TASK DIRECTIONS: Filter these entries down to the lines that hold the word "sideline", and show each of them.
++++ DATA PROVIDED ++++
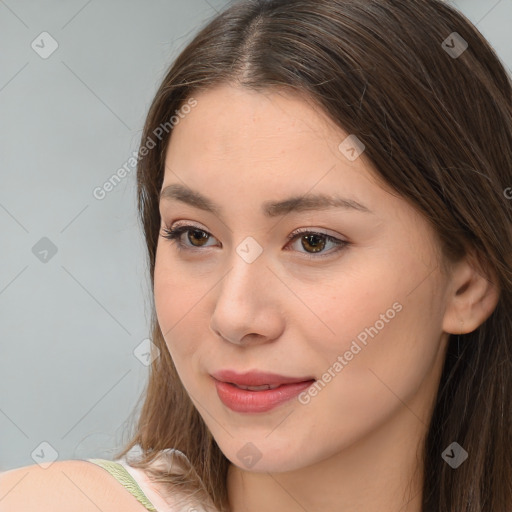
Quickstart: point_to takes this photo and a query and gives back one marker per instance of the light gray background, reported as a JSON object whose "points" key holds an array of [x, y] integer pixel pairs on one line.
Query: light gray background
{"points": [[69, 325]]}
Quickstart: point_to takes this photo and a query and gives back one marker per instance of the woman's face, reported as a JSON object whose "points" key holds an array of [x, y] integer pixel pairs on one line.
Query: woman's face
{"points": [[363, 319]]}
++++
++++ DATA PROVIDED ++++
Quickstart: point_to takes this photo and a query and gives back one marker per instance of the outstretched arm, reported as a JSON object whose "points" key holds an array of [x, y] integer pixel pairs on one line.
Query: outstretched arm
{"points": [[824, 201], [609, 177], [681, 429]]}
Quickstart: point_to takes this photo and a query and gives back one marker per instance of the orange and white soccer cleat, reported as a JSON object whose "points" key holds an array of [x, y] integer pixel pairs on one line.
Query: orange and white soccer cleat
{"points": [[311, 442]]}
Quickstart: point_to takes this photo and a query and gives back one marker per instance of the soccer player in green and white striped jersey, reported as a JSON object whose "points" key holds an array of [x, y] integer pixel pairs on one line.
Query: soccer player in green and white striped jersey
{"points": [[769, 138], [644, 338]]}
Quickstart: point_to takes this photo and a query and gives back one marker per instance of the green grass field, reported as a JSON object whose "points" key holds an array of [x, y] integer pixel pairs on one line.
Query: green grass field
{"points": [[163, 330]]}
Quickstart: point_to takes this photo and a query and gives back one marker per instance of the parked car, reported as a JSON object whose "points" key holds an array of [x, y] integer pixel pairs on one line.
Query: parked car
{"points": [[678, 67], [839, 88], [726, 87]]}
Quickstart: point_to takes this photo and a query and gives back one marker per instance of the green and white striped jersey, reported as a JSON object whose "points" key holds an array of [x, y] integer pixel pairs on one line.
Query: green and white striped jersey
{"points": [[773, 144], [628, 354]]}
++++
++++ DATA PROVIDED ++++
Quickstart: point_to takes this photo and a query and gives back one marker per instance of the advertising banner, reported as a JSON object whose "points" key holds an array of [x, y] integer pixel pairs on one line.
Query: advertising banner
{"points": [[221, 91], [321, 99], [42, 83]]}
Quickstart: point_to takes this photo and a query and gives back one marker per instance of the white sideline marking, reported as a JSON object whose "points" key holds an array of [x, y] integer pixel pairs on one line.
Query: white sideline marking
++++
ANSWER SPACE:
Quickstart: point_to takes this photo and a query and gives back one marker per instance of the white sideline marking, reported as a JSON object whose "points" key holds an array of [x, y] integer pixel pairs on one line.
Query: white sideline marking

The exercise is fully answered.